:: Your instructions ::
Your task is to print the material below exactly as presented.

:: Record excerpts ::
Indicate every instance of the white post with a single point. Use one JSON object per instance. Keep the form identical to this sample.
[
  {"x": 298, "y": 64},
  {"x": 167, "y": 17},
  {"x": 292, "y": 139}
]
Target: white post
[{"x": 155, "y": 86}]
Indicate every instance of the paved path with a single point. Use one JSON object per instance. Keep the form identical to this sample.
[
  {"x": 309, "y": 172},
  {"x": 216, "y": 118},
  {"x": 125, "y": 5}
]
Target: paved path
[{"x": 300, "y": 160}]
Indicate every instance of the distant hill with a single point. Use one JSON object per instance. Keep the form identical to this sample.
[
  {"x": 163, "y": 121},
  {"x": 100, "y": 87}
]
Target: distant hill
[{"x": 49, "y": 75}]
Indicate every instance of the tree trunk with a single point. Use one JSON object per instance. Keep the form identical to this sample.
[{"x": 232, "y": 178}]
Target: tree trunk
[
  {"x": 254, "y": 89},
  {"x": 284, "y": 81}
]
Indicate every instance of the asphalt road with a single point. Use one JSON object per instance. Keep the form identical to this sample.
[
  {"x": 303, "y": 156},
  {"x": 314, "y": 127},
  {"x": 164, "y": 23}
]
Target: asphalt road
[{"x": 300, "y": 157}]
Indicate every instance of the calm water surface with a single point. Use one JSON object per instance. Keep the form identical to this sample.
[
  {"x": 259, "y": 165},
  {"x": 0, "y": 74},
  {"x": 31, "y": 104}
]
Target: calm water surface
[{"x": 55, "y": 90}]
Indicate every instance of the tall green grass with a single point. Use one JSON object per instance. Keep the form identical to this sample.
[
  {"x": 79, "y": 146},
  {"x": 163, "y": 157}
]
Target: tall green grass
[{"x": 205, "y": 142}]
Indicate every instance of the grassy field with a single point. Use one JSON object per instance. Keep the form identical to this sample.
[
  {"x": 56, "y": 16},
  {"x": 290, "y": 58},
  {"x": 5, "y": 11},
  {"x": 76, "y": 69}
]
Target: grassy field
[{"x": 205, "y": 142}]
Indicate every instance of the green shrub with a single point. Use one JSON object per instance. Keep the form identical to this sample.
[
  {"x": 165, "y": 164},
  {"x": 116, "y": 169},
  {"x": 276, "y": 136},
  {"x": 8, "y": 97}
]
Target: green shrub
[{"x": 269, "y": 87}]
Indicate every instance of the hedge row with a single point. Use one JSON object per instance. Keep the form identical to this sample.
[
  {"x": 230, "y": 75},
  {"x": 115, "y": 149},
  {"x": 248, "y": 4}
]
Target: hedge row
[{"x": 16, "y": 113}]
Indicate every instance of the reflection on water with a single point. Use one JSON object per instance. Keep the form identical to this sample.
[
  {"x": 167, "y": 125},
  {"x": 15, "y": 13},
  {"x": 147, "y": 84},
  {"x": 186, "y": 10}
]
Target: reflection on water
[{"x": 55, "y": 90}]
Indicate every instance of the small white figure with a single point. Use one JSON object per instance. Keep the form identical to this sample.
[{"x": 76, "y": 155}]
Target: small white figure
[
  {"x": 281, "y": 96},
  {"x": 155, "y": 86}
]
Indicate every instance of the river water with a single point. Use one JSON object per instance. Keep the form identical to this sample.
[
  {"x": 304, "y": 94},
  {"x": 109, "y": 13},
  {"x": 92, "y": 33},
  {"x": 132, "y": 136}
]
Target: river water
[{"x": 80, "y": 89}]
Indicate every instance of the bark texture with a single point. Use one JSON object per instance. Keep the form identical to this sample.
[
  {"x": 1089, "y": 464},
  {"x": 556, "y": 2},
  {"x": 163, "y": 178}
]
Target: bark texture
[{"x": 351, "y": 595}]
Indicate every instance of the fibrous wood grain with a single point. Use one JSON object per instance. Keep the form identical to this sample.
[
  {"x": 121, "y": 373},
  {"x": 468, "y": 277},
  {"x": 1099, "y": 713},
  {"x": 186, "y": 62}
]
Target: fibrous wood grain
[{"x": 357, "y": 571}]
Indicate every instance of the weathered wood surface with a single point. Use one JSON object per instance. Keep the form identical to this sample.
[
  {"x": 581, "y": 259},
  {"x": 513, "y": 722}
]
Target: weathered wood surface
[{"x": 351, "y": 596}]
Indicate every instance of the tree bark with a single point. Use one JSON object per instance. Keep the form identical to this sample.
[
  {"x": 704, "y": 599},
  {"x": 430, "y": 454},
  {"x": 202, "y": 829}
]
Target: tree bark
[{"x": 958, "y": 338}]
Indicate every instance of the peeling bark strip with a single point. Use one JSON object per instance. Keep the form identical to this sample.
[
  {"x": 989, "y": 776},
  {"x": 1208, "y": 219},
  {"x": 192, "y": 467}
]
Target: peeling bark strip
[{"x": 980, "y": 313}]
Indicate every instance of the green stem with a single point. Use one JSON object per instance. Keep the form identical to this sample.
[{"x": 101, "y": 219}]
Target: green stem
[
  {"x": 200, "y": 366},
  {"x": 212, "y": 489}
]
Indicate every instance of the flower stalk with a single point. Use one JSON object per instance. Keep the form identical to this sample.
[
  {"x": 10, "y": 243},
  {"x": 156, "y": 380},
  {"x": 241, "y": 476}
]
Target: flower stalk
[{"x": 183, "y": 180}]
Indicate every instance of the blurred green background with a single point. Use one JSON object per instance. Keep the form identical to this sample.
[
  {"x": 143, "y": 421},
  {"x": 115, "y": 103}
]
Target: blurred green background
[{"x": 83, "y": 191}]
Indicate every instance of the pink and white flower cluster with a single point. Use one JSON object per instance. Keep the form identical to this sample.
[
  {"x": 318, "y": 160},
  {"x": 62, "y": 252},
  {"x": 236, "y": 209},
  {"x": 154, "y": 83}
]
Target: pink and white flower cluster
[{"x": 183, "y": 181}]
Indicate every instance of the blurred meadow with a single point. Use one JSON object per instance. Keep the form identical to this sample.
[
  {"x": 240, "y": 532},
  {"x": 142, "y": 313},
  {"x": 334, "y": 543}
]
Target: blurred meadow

:: Correct response ::
Indicate every instance of the white post with a single point. Use one JSON object per instance. Keep the form identical to this sample.
[
  {"x": 298, "y": 64},
  {"x": 167, "y": 17},
  {"x": 292, "y": 139}
]
Target: white post
[{"x": 155, "y": 86}]
Indicate every instance of the paved path with a single point. Use one JSON object per instance. Keep the form identical to this sample.
[
  {"x": 309, "y": 172},
  {"x": 216, "y": 118},
  {"x": 125, "y": 5}
]
Target: paved path
[{"x": 300, "y": 160}]
Indicate every instance of the distant hill with a single point. Use one JSON object per instance. Keep the form identical to this sample.
[
  {"x": 163, "y": 121},
  {"x": 100, "y": 87}
]
Target: distant hill
[{"x": 49, "y": 75}]
Indicate every instance of the tree trunk with a single point. Use one JSON object per instance. Keep the form identical to this sample.
[{"x": 232, "y": 178}]
Target: tree trunk
[
  {"x": 254, "y": 89},
  {"x": 284, "y": 81}
]
Indicate every instance of the asphalt road with a single point. Use one JSON object per instance. Keep the form identical to this sample.
[
  {"x": 303, "y": 156},
  {"x": 314, "y": 127},
  {"x": 164, "y": 23}
]
Target: asphalt road
[{"x": 300, "y": 157}]
Indicate every instance of the calm water surface with a single point. Use one JSON object per instance. Keep the form identical to this sample.
[
  {"x": 259, "y": 165},
  {"x": 0, "y": 74},
  {"x": 31, "y": 104}
]
Target: calm water surface
[{"x": 55, "y": 90}]
Indicate every instance of the tall green grass with a single point. Use one JSON object per instance. Keep the form identical to this sample.
[
  {"x": 79, "y": 146},
  {"x": 163, "y": 157}
]
Target: tall green grass
[{"x": 205, "y": 142}]
Indicate every instance of the grassy field with a single point. Use one JSON object per instance. Keep the form identical to this sample.
[
  {"x": 56, "y": 16},
  {"x": 290, "y": 58},
  {"x": 5, "y": 11},
  {"x": 76, "y": 69}
]
Target: grassy field
[{"x": 205, "y": 142}]
Indicate every instance of the green shrub with a single point. Use one JSON object per instance. Keep the form identical to this sample.
[
  {"x": 165, "y": 164},
  {"x": 116, "y": 169},
  {"x": 276, "y": 136},
  {"x": 8, "y": 97}
]
Target: green shrub
[{"x": 269, "y": 87}]
Indicate every instance of the hedge row with a single point. Use one JSON object per instance. Keep the form identical to this sample.
[
  {"x": 230, "y": 75},
  {"x": 115, "y": 149},
  {"x": 248, "y": 4}
]
Target: hedge row
[{"x": 16, "y": 113}]
Indicate every instance of the reflection on water with a single point. Use one JSON object per instance. Keep the form identical to this sample.
[
  {"x": 167, "y": 125},
  {"x": 15, "y": 13},
  {"x": 147, "y": 84},
  {"x": 186, "y": 10}
]
Target: reflection on water
[{"x": 55, "y": 90}]
Indicate every instance of the small white figure with a single point. Use one JSON object per instance. Keep the form identical to this sample.
[{"x": 76, "y": 155}]
Target: small white figure
[
  {"x": 281, "y": 96},
  {"x": 155, "y": 86}
]
Indicate every instance of the river water with a single point. Use one JSON object per instance. Keep the form identical to this sample.
[
  {"x": 304, "y": 94},
  {"x": 109, "y": 13},
  {"x": 92, "y": 33},
  {"x": 132, "y": 136}
]
Target: river water
[{"x": 80, "y": 89}]
Indicate every instance of the bark texture with a single point. Use one JSON object per instance. Keep the form identical to this sample.
[
  {"x": 1089, "y": 464},
  {"x": 556, "y": 2},
  {"x": 163, "y": 178}
]
Target: bark texture
[{"x": 351, "y": 595}]
Indicate every instance of the fibrous wood grain with a single point. Use one JSON object per instance. Keep the form identical to this sample.
[
  {"x": 121, "y": 373},
  {"x": 468, "y": 277},
  {"x": 1099, "y": 713},
  {"x": 186, "y": 62}
]
Target: fibrous wood grain
[{"x": 357, "y": 571}]
Indicate every instance of the weathered wood surface with a single point. Use one JSON object per instance. Keep the form identical to this sample.
[
  {"x": 581, "y": 259},
  {"x": 513, "y": 722}
]
Target: weathered wood surface
[{"x": 351, "y": 596}]
Indicate every instance of the tree bark with a single point. Use one JSON object per instance. Keep the form identical to this sample.
[
  {"x": 704, "y": 599},
  {"x": 430, "y": 454},
  {"x": 202, "y": 829}
]
Target: tree bark
[{"x": 958, "y": 338}]
Indicate every instance of the peeling bark strip with a single point. Use one JSON object per instance. Keep the form identical to this sample.
[
  {"x": 989, "y": 776},
  {"x": 1208, "y": 219},
  {"x": 192, "y": 467}
]
Target: peeling bark strip
[{"x": 980, "y": 313}]
Indicate every instance of the green stem with a single point. Use one JSON object per instance. Keep the form identical to this sample.
[{"x": 101, "y": 219}]
Target: green stem
[
  {"x": 200, "y": 366},
  {"x": 212, "y": 489}
]
Indicate every instance of the flower stalk with a single point. Use one JSON object per instance. Keep the form identical to this sample.
[
  {"x": 10, "y": 243},
  {"x": 156, "y": 380},
  {"x": 241, "y": 476}
]
Target: flower stalk
[{"x": 183, "y": 180}]
Indicate every instance of the blurred green background with a single point. Use one JSON object per instance. Keep the form identical to this sample.
[
  {"x": 143, "y": 421},
  {"x": 115, "y": 103}
]
Target: blurred green background
[{"x": 83, "y": 191}]
Indicate every instance of the pink and white flower cluster with a single point. Use one JSON object per instance. Keep the form identical to this sample.
[
  {"x": 318, "y": 160},
  {"x": 62, "y": 252},
  {"x": 236, "y": 209},
  {"x": 154, "y": 83}
]
Target: pink and white flower cluster
[{"x": 183, "y": 181}]
Indicate every instance of the blurred meadow with a single point. Use one JSON object per instance. Keep the form identical to this sample.
[
  {"x": 240, "y": 532},
  {"x": 142, "y": 313},
  {"x": 334, "y": 543}
]
Target: blurred meadow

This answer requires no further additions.